● **TO DO**
Pull out each line of the entries below that contains the word "hand", matching case exactly.

● **ENTRIES PROVIDED**
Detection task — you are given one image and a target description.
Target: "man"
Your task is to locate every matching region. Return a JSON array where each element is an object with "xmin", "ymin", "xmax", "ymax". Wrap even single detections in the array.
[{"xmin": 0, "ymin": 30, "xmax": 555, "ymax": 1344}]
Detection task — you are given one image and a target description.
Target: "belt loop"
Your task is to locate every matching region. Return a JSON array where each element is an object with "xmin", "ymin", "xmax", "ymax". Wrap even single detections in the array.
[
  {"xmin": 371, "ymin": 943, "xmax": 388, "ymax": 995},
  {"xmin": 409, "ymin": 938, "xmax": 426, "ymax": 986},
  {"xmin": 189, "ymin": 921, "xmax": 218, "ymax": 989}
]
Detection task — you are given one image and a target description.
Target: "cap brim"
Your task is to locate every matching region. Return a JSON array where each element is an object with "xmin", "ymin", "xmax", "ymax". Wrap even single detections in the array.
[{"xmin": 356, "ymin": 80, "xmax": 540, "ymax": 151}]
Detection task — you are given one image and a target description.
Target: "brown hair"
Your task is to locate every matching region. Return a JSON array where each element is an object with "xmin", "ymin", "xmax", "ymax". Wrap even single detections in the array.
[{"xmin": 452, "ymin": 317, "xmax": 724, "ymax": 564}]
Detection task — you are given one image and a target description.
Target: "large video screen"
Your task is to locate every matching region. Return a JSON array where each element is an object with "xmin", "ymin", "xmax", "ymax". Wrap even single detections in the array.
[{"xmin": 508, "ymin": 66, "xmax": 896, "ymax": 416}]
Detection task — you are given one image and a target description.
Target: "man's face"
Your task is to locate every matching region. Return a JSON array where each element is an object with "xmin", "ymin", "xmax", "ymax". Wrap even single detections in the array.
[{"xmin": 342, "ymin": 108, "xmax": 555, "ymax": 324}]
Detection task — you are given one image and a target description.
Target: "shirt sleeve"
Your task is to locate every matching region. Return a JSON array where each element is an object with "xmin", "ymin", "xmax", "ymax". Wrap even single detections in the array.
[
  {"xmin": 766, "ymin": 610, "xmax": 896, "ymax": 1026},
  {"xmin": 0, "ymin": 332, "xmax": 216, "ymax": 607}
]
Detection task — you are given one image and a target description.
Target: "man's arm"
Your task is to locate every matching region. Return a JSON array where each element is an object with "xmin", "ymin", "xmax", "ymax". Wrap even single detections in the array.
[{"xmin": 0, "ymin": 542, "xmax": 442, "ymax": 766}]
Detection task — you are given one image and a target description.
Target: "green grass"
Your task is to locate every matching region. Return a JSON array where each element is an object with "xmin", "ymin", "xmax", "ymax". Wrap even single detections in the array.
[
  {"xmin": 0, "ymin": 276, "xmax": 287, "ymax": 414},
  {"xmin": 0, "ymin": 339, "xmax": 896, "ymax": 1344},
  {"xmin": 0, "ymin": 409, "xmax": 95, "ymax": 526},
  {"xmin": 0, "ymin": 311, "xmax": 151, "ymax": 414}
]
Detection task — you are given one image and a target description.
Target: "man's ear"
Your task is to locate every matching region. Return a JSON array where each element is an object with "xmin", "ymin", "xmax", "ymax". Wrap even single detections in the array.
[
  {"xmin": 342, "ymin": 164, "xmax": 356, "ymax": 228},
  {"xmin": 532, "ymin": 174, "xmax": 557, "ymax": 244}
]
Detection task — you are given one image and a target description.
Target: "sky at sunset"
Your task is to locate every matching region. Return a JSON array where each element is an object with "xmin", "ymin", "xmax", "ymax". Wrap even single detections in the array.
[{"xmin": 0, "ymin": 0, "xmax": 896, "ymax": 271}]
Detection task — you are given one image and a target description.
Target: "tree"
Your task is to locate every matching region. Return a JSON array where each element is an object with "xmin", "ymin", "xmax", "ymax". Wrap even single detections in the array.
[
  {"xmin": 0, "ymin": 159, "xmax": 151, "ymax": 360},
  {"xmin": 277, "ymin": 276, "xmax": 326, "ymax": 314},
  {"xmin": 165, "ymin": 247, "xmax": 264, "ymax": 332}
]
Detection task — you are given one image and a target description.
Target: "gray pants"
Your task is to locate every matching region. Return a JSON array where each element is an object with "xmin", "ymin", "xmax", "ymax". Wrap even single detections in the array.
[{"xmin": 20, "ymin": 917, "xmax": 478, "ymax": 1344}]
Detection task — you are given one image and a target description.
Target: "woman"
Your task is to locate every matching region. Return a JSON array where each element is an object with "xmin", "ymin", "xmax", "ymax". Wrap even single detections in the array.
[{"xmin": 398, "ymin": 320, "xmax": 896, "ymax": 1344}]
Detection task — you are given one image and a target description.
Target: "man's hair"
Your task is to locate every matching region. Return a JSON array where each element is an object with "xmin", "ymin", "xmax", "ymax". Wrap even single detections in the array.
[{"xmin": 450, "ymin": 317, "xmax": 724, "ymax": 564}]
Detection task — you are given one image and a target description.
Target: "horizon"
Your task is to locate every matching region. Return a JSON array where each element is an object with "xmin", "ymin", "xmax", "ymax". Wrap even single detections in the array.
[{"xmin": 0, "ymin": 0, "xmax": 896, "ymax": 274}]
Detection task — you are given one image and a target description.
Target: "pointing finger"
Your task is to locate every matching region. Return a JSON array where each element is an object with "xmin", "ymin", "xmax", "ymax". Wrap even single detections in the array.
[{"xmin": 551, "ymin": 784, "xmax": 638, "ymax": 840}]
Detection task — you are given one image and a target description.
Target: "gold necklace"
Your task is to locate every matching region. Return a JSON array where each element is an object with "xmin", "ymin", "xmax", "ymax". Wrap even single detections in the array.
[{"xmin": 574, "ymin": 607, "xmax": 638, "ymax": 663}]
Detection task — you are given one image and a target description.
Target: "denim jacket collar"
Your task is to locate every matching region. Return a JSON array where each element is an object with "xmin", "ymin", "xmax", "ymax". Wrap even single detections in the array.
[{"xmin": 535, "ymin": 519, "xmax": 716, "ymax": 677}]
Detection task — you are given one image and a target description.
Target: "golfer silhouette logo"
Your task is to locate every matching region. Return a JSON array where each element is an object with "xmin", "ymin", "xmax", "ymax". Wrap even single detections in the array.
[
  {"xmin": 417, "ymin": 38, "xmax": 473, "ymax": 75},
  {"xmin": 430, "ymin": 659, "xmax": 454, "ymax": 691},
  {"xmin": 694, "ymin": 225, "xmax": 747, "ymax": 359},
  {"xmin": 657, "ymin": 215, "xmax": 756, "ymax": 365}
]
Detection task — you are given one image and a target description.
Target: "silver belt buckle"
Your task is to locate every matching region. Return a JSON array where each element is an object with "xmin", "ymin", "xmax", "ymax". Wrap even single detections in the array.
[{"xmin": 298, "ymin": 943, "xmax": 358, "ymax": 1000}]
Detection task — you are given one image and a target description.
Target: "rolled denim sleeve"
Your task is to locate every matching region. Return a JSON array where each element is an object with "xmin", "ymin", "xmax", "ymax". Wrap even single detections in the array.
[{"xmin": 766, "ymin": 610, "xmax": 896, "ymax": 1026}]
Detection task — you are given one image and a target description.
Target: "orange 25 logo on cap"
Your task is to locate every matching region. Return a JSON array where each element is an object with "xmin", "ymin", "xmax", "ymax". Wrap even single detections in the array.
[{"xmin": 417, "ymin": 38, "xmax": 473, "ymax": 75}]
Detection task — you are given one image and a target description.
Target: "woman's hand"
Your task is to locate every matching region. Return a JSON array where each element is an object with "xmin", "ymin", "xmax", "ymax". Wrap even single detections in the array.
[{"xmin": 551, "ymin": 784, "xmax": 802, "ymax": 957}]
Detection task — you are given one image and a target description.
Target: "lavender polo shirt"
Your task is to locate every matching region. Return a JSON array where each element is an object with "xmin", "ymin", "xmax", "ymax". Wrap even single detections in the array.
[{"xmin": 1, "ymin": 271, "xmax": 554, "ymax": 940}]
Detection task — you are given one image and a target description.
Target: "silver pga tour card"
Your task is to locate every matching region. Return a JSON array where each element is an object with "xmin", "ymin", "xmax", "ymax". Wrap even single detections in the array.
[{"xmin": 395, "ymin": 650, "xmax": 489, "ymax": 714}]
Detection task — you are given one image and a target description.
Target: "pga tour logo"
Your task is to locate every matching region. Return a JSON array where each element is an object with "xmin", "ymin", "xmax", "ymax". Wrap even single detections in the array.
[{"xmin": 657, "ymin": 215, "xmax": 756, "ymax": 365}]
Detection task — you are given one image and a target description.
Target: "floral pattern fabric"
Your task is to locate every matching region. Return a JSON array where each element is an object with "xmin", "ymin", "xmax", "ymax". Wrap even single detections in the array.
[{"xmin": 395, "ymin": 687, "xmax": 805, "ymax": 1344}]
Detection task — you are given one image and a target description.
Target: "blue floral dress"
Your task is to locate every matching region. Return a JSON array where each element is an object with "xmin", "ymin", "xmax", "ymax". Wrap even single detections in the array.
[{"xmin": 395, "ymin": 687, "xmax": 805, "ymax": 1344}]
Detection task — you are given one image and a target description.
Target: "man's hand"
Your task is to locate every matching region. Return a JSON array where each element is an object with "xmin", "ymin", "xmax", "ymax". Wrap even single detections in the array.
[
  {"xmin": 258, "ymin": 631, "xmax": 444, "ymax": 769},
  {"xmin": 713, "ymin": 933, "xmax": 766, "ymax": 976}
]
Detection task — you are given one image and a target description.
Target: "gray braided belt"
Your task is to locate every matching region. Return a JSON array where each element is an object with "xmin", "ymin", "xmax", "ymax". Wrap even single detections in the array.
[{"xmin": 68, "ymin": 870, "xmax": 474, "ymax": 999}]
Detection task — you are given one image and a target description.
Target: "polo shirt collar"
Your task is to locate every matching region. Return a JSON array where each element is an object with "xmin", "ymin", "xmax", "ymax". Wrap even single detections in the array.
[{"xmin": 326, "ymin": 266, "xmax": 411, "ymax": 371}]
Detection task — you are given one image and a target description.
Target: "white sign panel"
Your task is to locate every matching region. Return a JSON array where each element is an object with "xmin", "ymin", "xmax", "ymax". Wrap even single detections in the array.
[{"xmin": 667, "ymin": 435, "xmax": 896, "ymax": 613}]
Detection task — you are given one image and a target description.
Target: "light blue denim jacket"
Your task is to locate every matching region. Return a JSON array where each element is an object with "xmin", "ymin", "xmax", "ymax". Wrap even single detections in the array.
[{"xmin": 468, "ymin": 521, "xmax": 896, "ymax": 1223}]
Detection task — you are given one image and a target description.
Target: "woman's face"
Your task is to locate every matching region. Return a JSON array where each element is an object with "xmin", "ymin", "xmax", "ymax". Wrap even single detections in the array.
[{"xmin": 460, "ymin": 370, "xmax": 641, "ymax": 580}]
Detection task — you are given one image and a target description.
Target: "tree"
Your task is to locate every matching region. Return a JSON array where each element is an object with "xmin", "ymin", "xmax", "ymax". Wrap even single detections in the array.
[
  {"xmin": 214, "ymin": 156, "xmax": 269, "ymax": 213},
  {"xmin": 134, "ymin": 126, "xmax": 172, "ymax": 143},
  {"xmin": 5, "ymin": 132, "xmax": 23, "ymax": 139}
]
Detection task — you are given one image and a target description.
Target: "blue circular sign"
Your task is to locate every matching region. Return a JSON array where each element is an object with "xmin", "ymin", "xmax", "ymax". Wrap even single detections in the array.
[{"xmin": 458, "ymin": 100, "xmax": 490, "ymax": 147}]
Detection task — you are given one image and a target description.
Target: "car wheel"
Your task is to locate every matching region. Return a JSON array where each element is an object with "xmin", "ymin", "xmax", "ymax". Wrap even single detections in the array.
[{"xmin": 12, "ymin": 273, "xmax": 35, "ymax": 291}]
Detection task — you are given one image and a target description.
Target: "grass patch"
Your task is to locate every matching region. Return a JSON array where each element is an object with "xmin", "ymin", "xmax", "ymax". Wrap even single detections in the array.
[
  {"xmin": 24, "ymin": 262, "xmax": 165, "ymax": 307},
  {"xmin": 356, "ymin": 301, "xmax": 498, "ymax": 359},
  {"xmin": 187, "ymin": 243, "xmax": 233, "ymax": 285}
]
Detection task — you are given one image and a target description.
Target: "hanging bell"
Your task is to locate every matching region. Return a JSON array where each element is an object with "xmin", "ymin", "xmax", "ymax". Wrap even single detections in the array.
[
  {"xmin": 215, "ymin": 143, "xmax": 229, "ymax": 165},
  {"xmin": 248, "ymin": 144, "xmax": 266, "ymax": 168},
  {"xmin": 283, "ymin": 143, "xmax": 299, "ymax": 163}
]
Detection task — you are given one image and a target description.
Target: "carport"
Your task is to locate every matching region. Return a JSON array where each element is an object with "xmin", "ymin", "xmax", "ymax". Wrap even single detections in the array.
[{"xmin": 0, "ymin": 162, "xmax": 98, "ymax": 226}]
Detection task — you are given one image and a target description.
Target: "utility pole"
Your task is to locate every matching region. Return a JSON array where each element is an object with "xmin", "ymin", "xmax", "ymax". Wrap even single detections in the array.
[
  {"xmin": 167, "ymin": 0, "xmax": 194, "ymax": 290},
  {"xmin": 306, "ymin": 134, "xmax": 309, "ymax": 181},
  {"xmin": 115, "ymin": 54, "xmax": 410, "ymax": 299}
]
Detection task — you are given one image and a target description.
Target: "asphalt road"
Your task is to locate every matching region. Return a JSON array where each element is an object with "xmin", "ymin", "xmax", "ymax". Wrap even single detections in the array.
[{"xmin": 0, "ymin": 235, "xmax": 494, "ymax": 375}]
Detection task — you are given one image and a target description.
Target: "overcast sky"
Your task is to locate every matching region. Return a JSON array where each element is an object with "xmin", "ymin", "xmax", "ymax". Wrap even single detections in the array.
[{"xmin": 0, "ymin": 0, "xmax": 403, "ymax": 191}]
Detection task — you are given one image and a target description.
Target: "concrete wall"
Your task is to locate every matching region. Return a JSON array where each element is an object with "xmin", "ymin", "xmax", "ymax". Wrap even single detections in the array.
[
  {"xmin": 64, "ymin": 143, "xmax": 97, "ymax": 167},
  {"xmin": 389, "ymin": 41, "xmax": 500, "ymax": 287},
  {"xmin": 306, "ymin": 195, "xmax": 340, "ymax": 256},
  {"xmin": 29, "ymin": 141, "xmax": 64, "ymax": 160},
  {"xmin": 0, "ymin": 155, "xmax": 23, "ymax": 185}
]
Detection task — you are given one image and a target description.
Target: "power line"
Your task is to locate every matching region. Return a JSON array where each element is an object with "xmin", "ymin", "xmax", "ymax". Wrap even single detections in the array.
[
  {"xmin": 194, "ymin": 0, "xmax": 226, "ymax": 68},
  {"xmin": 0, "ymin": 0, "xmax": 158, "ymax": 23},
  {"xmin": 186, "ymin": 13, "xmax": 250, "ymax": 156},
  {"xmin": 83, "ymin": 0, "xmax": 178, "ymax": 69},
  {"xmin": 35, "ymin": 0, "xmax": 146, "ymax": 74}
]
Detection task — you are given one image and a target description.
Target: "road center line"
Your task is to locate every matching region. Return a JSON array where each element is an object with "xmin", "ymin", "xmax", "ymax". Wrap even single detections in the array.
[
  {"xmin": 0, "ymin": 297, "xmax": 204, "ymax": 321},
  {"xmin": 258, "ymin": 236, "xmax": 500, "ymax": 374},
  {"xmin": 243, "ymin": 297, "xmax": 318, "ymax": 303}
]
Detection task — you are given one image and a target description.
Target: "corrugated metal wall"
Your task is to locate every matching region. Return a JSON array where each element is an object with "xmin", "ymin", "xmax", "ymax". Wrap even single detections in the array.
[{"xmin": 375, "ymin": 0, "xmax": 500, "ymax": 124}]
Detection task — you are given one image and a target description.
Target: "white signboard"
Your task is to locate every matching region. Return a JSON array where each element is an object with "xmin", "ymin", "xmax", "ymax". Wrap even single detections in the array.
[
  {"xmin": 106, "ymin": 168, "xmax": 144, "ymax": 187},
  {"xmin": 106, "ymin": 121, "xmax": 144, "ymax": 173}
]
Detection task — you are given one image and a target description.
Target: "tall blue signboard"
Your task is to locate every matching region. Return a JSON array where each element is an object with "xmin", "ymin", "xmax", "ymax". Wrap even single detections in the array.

● **RESPONSE TO THIS EXERCISE**
Target: "woman's hand"
Target: "man's hand"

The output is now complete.